>> start
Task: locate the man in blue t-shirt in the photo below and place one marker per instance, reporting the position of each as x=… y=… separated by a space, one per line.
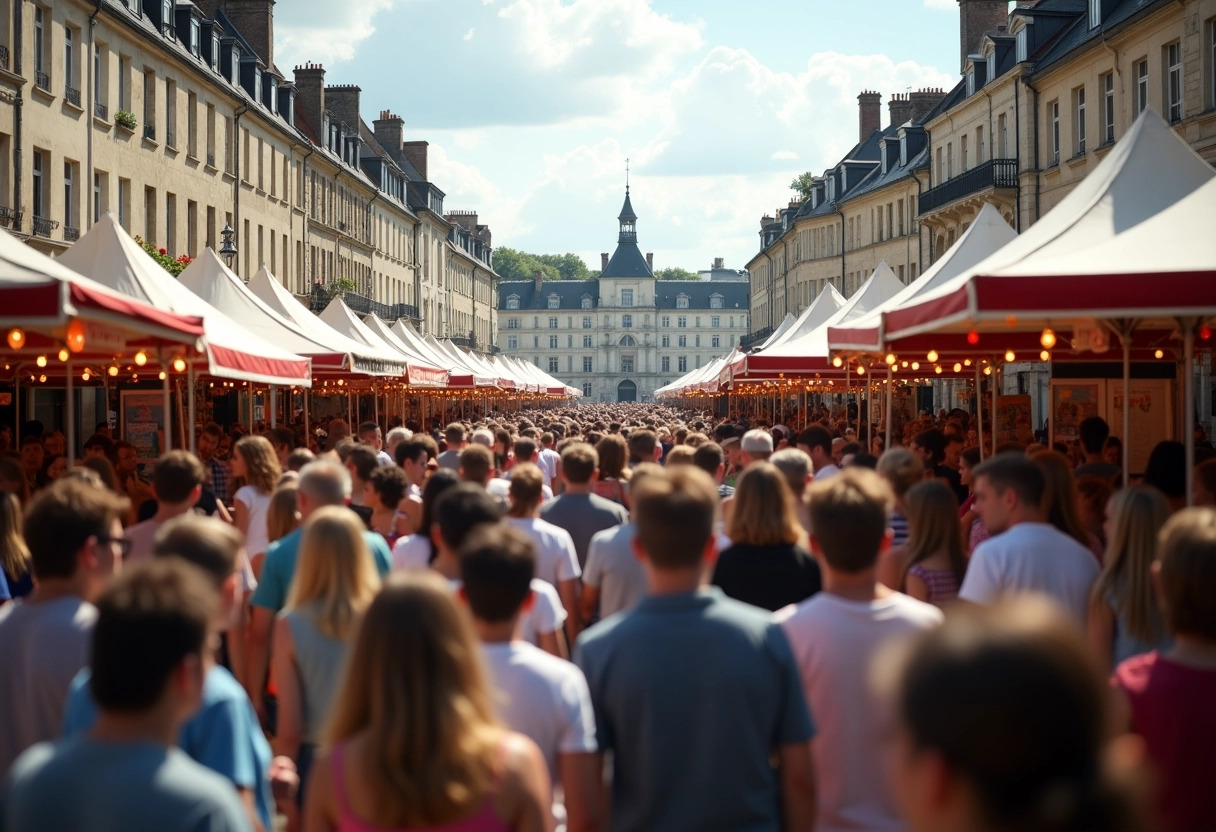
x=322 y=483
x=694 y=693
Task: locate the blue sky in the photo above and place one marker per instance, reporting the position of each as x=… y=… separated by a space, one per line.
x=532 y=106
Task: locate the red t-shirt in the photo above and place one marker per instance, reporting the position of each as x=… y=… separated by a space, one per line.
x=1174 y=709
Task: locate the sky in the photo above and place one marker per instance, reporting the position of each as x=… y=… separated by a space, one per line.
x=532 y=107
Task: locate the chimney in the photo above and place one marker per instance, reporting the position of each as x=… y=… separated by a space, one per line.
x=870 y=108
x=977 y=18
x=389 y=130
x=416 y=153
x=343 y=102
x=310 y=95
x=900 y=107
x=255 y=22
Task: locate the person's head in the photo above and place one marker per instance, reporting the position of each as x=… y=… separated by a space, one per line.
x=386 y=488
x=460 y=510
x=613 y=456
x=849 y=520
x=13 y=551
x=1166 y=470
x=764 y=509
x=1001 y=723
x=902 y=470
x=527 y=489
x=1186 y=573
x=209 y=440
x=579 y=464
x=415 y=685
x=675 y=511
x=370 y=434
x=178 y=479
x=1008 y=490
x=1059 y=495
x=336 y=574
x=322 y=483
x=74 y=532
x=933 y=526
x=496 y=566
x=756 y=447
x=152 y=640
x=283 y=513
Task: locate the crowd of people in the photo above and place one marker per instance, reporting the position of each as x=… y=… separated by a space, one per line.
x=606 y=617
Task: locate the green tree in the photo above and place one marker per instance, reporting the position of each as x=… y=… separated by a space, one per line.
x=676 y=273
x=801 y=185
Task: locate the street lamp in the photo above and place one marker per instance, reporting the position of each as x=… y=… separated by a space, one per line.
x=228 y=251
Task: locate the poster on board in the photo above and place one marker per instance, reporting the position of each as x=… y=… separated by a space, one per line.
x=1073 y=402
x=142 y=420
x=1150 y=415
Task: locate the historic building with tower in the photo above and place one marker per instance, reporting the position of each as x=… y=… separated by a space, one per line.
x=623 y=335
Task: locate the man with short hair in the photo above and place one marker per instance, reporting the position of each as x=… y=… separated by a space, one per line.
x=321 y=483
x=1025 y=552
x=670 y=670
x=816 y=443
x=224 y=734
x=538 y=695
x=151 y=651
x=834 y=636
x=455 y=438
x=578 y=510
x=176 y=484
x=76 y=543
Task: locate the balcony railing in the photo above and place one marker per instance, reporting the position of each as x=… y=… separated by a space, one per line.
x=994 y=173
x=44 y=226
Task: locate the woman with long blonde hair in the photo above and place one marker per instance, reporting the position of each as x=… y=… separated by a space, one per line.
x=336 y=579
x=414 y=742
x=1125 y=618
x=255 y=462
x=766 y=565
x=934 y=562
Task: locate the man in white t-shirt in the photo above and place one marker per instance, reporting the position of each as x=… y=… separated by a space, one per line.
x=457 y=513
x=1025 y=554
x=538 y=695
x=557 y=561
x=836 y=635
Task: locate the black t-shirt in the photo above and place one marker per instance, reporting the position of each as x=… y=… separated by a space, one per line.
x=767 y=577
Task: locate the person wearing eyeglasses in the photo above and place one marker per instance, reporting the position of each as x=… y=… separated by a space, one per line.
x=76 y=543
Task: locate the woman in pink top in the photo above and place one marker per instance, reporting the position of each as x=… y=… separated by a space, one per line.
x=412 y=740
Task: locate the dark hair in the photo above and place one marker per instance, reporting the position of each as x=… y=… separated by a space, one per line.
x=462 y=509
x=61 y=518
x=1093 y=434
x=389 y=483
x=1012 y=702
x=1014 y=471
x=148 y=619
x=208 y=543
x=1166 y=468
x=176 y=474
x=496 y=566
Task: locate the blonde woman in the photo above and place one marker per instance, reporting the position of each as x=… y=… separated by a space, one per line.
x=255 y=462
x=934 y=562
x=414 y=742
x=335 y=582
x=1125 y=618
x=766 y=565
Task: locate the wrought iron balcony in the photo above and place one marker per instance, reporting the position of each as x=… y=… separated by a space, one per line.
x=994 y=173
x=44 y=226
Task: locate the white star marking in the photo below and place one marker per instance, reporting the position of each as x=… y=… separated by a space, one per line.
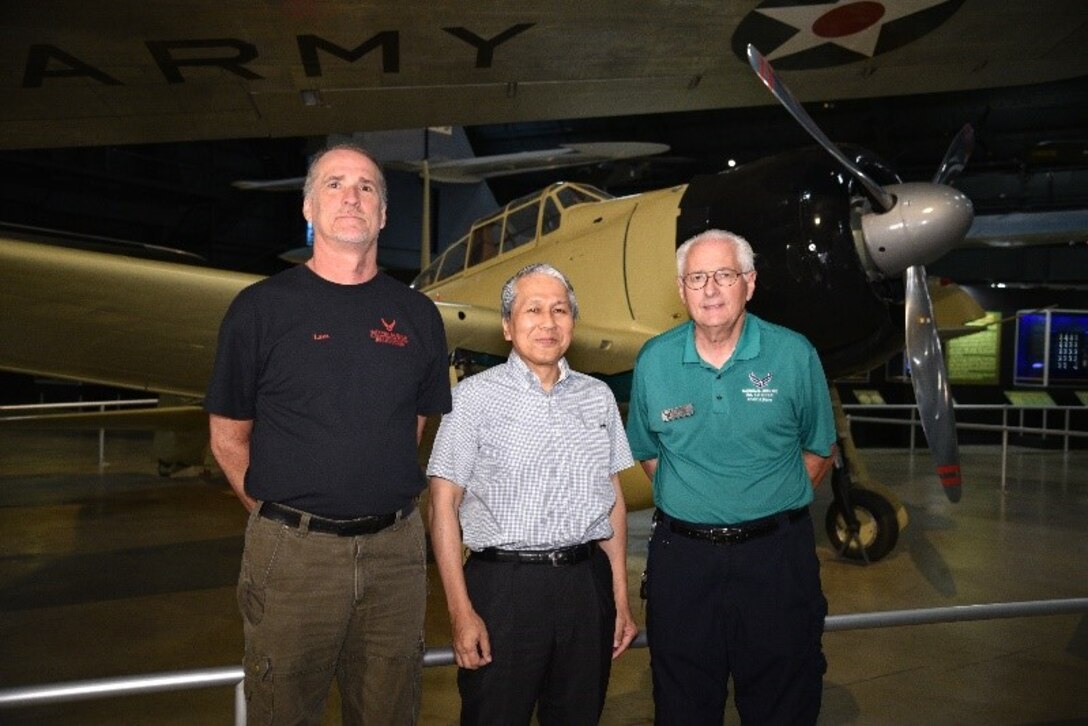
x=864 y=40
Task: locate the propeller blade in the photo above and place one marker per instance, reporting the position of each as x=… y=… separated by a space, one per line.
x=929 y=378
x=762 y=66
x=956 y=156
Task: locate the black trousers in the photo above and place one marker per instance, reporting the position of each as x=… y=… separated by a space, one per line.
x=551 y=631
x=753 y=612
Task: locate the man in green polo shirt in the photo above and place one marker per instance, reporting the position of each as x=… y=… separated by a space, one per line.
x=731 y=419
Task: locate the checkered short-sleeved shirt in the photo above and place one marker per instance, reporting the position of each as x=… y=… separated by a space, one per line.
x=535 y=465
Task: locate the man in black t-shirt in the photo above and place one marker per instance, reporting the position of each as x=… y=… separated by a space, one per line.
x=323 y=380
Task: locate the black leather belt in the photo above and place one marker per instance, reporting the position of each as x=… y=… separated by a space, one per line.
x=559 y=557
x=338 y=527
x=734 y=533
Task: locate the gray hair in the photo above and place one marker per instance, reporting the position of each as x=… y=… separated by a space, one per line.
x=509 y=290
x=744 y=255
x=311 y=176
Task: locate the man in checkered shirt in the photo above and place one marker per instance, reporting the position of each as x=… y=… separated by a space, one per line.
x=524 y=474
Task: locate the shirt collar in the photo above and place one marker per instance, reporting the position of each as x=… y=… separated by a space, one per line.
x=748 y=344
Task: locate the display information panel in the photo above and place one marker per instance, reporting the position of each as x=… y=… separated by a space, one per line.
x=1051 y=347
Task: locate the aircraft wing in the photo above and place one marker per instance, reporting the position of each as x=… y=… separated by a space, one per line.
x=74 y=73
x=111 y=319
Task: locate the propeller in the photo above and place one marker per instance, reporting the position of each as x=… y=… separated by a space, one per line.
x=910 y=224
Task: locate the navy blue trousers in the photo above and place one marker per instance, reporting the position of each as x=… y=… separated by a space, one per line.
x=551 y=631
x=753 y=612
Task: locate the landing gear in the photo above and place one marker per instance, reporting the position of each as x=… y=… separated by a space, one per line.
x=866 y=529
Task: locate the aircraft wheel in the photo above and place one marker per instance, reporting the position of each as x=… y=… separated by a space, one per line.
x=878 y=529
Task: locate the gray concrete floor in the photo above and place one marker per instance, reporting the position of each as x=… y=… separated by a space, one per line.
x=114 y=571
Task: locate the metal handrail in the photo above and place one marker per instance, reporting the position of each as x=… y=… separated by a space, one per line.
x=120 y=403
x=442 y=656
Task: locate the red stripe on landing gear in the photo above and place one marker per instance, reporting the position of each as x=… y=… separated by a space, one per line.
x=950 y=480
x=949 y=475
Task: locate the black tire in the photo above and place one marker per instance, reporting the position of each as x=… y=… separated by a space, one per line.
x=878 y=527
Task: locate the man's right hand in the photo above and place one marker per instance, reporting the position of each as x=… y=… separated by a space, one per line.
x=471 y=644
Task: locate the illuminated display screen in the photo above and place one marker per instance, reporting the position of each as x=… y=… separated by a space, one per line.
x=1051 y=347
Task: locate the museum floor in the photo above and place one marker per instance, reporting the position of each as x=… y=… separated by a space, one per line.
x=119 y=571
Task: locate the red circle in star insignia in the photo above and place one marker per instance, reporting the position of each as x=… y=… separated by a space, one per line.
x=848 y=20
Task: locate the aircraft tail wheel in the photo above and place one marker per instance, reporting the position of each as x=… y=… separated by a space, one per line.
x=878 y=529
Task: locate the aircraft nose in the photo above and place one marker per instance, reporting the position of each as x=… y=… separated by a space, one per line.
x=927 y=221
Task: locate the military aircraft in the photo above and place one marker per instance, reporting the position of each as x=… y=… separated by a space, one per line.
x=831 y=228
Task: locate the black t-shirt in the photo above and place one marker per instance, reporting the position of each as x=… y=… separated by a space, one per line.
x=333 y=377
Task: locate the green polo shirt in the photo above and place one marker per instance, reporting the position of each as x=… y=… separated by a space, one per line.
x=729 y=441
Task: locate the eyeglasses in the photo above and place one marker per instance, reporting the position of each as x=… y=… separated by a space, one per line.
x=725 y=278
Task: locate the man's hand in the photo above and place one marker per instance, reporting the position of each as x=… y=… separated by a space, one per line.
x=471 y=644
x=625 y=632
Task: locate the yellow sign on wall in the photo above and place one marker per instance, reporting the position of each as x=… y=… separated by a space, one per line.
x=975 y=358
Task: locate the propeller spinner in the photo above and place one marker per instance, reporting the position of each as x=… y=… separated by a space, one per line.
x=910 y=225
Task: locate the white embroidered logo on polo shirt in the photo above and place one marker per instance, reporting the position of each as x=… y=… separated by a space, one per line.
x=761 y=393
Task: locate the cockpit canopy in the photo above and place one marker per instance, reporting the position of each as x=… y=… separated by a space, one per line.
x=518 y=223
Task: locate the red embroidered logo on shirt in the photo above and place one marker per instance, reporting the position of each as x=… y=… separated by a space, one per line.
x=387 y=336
>> end
WORK TO DO> Rewrite only the rows beginning at the line that contains "Task: locate the chimney" and stopping after the line that contains "x=606 y=617", changing "marker" to "pin" and keeping everything else the same.

WORKED ANSWER>
Task: locate the chimney in the photo above and place one pin per instance, reporting the position of each as x=… y=… separated by a space, one per line.
x=870 y=108
x=977 y=18
x=389 y=130
x=416 y=153
x=343 y=102
x=310 y=95
x=900 y=107
x=255 y=22
Task: locate the person's head in the photo above and place one pin per instance, reporting the position of each as x=… y=… separated by a space, one per line.
x=386 y=488
x=460 y=510
x=613 y=456
x=849 y=520
x=13 y=551
x=1166 y=470
x=764 y=509
x=1001 y=723
x=902 y=470
x=527 y=489
x=1186 y=573
x=209 y=440
x=579 y=464
x=415 y=685
x=675 y=511
x=370 y=434
x=178 y=479
x=1008 y=490
x=1059 y=495
x=336 y=574
x=322 y=483
x=74 y=532
x=933 y=526
x=496 y=566
x=756 y=447
x=152 y=640
x=283 y=513
Task: locate the crowd of people in the photo above and place one pin per instance, reporting the position of each as x=… y=… separated by a space, one per line.
x=606 y=617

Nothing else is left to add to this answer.